» **Task objective**: Put the lines below into a numbered list, starting at the line that contains "Whereabouts in the above image is the narrow" and continuing through the last line of the records, leaving out any blank lines.

Region labeling records:
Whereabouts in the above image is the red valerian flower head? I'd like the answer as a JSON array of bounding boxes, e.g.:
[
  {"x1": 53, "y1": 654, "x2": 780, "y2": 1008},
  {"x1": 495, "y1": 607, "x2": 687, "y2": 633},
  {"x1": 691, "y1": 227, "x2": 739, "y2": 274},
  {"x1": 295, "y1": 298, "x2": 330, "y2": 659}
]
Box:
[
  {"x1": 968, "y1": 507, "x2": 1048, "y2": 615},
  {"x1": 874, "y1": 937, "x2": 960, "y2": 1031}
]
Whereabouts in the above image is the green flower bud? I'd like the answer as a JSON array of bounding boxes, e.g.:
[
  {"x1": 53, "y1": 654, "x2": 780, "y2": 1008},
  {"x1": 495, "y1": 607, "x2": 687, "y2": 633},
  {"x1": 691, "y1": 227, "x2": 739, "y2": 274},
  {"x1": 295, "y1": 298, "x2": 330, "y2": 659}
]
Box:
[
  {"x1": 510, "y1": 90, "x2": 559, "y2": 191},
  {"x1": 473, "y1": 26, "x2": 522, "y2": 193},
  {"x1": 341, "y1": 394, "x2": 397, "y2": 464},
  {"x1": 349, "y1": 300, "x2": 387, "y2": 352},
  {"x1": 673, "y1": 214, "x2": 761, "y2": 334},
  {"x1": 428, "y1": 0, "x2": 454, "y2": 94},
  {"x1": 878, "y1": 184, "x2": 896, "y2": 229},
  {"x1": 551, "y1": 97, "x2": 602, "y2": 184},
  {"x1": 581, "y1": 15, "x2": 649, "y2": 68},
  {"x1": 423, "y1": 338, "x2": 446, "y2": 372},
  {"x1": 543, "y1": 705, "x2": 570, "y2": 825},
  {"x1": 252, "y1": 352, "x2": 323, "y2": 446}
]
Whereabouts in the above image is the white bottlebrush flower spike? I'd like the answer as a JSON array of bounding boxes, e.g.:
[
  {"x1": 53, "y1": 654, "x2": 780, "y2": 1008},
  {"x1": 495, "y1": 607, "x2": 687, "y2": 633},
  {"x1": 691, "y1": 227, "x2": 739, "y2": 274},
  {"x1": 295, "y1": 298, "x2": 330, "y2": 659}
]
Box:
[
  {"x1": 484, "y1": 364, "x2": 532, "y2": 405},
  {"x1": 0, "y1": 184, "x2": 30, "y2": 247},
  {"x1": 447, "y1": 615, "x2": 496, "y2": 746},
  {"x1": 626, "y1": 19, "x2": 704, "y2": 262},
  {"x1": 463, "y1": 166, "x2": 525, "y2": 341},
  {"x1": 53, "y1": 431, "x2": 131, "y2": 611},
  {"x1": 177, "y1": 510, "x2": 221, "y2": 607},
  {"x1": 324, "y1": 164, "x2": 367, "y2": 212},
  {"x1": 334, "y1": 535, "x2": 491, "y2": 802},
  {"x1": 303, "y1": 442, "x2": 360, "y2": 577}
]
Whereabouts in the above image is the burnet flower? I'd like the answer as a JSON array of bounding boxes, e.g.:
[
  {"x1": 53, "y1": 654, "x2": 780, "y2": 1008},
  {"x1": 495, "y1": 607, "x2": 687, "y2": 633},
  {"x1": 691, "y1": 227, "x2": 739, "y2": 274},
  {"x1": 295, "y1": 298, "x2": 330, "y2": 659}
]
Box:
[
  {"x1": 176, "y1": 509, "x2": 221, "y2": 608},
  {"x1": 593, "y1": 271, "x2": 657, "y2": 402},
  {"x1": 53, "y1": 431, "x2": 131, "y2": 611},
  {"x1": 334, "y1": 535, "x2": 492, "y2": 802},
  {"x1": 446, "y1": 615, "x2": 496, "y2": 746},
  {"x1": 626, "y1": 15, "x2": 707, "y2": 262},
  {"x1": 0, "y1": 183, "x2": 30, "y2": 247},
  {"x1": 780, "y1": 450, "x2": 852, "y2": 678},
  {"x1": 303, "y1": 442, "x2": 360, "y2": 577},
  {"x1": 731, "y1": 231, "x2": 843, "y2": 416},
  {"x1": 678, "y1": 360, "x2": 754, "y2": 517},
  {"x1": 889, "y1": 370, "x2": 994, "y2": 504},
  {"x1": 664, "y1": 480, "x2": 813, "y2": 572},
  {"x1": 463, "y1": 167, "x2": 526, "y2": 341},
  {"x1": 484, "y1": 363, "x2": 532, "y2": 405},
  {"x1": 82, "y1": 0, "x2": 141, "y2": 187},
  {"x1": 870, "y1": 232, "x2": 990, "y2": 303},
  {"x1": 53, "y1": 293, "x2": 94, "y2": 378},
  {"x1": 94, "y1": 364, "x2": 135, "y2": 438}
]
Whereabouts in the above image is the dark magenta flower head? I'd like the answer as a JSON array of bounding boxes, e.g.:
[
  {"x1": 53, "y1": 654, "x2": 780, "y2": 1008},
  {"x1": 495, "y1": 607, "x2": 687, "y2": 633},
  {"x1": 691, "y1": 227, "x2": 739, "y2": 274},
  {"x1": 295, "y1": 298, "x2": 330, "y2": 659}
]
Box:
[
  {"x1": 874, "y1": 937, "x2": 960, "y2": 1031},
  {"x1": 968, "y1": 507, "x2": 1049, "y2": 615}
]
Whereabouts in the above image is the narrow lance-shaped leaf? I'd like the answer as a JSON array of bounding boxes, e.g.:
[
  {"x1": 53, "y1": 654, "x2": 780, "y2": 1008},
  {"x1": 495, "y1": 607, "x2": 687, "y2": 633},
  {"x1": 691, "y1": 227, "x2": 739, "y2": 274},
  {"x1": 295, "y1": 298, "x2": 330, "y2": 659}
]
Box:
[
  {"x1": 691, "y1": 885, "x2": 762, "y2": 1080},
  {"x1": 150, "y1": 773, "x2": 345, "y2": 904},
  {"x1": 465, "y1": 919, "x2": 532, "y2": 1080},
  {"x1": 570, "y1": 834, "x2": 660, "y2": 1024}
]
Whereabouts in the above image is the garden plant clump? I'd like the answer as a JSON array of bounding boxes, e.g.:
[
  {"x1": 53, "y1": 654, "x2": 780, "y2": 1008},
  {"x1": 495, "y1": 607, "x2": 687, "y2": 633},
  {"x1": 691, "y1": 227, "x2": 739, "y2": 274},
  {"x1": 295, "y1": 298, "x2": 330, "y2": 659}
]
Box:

» **Task result**:
1. Whereabouts in the above image is the narrow lance-shaped leaf? I'd like the answer as a JSON array of bounding boxes, e.g.:
2. [
3.   {"x1": 53, "y1": 654, "x2": 780, "y2": 1008},
4.   {"x1": 495, "y1": 607, "x2": 687, "y2": 633},
5.   {"x1": 691, "y1": 227, "x2": 739, "y2": 274},
6.   {"x1": 295, "y1": 298, "x2": 330, "y2": 659}
7. ]
8. Box:
9. [
10.   {"x1": 691, "y1": 885, "x2": 762, "y2": 1080},
11.   {"x1": 150, "y1": 773, "x2": 345, "y2": 904},
12.   {"x1": 465, "y1": 919, "x2": 532, "y2": 1080},
13.   {"x1": 570, "y1": 834, "x2": 660, "y2": 1024}
14. ]
15. Whereabouts in the above image is the garden plant clump? I'd like the answer as a JSON array of bounding boxes, e.g.:
16. [
17.   {"x1": 53, "y1": 654, "x2": 780, "y2": 1008},
18.   {"x1": 495, "y1": 607, "x2": 687, "y2": 633},
19.   {"x1": 691, "y1": 227, "x2": 739, "y2": 274},
20.   {"x1": 295, "y1": 298, "x2": 330, "y2": 659}
21. ]
22. Box:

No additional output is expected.